* Start *

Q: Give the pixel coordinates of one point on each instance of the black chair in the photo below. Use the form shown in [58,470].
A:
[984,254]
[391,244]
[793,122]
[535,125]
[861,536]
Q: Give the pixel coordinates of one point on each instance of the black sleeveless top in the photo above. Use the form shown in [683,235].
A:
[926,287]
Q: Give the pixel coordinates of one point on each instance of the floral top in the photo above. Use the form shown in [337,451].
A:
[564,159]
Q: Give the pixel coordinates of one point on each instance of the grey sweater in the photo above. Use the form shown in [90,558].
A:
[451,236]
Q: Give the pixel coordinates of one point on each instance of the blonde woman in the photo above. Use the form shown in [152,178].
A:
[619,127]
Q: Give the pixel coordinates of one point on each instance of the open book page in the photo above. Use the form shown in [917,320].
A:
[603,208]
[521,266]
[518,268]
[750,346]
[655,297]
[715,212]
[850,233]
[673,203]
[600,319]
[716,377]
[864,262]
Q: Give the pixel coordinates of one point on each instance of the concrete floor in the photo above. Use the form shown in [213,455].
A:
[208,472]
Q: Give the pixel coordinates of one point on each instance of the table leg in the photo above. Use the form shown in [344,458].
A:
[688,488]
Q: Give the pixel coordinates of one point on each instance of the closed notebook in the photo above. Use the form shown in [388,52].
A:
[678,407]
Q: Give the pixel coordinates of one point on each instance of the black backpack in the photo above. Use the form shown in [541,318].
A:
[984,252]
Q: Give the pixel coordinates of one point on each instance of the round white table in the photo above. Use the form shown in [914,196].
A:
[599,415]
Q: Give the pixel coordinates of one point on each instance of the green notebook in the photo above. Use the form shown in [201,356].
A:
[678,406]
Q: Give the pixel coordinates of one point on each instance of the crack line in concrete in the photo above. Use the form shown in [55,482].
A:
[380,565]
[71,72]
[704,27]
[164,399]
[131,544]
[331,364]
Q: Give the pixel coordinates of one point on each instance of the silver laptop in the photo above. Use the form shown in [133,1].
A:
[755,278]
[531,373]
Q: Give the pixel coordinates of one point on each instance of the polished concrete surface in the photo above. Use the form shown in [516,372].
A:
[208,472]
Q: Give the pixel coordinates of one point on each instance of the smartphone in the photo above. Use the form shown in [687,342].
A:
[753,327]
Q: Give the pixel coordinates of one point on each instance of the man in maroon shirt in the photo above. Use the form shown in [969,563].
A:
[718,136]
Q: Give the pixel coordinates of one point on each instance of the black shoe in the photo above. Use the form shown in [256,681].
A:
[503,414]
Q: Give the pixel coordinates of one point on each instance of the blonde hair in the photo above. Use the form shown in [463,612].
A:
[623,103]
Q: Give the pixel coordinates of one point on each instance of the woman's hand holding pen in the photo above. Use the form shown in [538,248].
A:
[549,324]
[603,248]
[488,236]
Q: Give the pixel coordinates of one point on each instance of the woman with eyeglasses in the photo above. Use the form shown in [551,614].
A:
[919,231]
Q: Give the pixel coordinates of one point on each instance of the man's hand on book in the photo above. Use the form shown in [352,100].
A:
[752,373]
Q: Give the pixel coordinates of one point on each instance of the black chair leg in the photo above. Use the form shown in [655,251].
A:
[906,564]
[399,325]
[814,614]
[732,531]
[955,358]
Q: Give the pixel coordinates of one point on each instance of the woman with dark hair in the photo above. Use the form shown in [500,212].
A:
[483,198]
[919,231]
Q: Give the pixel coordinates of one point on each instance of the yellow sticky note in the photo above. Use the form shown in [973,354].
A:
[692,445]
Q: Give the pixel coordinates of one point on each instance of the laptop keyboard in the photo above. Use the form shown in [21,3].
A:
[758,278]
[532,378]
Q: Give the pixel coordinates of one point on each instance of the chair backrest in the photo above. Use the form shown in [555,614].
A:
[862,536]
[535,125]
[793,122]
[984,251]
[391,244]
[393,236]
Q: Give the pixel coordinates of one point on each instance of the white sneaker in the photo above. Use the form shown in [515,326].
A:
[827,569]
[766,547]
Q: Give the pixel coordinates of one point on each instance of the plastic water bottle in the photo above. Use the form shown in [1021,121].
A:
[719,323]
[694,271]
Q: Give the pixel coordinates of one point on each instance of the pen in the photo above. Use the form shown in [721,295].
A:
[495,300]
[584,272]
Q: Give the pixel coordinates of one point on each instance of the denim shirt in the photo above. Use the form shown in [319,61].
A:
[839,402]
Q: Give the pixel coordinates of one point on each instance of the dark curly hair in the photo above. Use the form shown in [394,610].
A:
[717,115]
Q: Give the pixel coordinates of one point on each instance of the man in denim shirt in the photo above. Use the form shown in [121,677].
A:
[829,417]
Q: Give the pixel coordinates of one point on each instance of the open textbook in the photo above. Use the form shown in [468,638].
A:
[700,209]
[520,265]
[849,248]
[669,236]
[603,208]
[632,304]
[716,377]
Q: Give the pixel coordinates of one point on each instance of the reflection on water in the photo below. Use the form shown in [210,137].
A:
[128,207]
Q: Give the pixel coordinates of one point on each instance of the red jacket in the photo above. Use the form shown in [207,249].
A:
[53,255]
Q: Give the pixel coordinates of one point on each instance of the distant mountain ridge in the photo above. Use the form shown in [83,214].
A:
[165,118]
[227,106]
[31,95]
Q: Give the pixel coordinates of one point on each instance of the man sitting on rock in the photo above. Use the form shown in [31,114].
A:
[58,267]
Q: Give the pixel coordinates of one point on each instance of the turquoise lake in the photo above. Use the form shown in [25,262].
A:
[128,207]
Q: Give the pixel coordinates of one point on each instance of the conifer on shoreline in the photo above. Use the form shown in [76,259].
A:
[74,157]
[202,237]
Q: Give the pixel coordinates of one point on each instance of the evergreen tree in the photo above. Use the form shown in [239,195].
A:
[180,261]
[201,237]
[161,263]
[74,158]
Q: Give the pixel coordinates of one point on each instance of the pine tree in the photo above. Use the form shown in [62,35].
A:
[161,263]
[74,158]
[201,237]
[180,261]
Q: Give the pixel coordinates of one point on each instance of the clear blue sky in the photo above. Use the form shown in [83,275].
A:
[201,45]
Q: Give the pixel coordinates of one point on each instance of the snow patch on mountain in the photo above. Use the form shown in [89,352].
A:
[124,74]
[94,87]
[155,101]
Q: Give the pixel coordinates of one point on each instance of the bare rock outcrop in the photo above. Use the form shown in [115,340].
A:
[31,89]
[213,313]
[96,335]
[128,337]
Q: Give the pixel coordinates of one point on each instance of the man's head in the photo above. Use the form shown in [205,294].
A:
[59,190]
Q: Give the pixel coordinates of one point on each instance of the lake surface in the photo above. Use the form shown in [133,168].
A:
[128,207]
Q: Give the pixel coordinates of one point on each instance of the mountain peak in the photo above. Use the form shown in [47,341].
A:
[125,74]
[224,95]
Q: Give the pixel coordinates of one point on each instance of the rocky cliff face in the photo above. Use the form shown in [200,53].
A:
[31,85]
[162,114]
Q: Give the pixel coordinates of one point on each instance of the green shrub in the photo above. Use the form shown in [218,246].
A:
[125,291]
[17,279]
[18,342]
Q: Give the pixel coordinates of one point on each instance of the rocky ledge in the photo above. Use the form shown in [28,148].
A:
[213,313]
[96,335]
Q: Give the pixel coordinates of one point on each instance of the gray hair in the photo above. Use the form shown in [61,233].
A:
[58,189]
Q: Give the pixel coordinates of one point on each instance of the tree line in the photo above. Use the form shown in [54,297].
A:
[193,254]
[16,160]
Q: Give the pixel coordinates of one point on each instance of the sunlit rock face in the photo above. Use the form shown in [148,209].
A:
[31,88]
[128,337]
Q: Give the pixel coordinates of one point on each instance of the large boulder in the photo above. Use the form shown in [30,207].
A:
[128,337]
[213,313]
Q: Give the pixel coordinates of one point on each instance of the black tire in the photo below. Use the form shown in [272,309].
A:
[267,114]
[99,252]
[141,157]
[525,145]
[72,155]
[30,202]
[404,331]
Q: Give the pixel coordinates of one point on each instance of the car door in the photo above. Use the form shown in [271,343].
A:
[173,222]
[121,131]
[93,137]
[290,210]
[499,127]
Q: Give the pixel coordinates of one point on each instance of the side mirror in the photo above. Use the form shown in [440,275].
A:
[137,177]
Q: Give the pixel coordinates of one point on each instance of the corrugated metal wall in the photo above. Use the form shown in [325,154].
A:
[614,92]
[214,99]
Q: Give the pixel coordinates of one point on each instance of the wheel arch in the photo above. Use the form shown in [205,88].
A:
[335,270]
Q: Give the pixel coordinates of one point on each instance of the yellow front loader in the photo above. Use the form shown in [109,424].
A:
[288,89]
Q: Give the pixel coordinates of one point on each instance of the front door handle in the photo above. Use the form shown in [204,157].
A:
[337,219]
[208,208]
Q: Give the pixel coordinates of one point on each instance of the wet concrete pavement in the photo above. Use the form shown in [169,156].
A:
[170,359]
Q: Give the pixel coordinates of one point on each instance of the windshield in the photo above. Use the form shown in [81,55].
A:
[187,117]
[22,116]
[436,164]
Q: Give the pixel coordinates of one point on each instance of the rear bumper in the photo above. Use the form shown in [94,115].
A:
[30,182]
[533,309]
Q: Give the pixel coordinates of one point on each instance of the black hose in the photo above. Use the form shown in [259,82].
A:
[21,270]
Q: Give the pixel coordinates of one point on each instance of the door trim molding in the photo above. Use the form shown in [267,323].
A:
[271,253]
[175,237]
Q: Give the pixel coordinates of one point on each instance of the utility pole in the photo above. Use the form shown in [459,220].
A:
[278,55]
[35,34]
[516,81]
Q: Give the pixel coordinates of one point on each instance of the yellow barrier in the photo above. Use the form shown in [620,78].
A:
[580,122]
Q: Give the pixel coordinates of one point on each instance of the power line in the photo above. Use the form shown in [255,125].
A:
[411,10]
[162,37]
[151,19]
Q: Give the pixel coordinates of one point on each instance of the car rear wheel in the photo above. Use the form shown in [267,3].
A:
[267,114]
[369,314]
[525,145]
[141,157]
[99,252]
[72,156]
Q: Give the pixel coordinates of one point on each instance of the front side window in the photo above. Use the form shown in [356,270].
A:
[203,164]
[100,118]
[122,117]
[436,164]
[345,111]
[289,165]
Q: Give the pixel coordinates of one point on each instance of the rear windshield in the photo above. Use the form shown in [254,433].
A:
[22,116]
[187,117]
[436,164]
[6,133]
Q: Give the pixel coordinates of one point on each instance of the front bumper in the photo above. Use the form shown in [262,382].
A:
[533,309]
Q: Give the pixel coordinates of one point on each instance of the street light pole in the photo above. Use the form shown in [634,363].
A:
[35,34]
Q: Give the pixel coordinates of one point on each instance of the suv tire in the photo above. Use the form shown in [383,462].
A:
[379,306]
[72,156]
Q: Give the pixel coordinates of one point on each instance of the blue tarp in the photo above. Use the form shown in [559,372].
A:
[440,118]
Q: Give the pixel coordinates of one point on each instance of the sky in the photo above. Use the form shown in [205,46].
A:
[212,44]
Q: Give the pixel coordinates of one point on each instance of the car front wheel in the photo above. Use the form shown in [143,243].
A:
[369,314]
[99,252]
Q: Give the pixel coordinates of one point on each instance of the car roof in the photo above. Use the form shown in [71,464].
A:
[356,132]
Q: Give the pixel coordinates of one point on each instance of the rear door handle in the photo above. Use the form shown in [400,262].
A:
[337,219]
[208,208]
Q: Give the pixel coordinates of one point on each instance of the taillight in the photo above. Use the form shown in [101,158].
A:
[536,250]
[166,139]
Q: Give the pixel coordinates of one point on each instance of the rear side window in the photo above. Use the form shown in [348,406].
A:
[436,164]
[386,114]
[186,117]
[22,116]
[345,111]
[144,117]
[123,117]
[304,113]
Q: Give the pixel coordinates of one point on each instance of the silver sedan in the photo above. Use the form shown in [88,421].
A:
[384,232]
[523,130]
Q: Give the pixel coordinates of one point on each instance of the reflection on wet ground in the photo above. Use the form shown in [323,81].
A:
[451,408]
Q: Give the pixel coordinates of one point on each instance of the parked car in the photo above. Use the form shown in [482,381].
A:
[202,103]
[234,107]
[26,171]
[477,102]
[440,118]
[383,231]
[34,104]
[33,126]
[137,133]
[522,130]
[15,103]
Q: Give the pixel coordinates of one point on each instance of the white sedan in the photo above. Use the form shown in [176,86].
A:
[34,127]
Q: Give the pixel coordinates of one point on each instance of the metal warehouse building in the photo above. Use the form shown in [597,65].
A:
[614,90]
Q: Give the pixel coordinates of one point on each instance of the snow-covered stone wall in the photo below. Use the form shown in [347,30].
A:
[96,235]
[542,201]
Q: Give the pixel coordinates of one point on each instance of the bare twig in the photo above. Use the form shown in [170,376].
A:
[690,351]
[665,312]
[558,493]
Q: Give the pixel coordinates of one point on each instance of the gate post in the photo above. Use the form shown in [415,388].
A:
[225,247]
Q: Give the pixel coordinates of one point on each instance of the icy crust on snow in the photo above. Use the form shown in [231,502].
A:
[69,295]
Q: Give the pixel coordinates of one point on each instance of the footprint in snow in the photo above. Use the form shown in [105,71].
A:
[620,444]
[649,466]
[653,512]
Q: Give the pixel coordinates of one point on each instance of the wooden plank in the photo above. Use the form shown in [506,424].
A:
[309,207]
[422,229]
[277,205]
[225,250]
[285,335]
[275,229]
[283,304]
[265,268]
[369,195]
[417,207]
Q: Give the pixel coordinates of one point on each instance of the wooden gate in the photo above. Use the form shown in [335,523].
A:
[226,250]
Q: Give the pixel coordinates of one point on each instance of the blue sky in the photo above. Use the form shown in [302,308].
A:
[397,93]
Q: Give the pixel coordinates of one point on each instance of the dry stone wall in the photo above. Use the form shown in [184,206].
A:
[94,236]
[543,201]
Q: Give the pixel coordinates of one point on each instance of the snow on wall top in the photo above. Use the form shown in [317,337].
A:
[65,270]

* End *

Exercise aim — Put every line of the entries above, from the line containing "shown in [231,502]." through the last line, into a JSON list of strings with one string per line, leaving out any blank lines.

Response —
[
  "Q: Give the pixel coordinates of one point on each instance of the icy crust on snow in the photo above. Use the form shown in [231,502].",
  "A:",
  "[69,295]",
  "Q: Give the pixel coordinates of one point on each instance of the footprint in snow in the photo above. Use the form shown in [105,71].",
  "A:",
  "[620,444]",
  "[649,466]",
  "[653,512]",
  "Q: Give the pixel coordinates of one point on each instance of the wooden plank in the photo above. Use the form shown in [506,424].",
  "A:",
  "[309,207]",
  "[422,229]",
  "[277,205]",
  "[225,250]",
  "[285,335]",
  "[275,229]",
  "[283,304]",
  "[265,268]",
  "[369,195]",
  "[417,207]",
  "Q: Give the pixel coordinates of one point on each instance of the wooden gate in the photo above. Use the form shown in [335,523].",
  "A:",
  "[226,250]",
  "Q: Give the pixel coordinates of one point on each instance of the blue sky in the photo above. Use the form shown in [302,308].",
  "A:",
  "[397,93]",
  "Q: Give the pixel coordinates of one point on each instance of the dry stone wall in the photo above. Use the form shown in [184,206].",
  "A:",
  "[94,236]",
  "[543,201]",
  "Q: Give the pixel coordinates of one point on each instance of the snow on wall top in the photo above. Use the form shown in [317,337].",
  "A:",
  "[65,270]"
]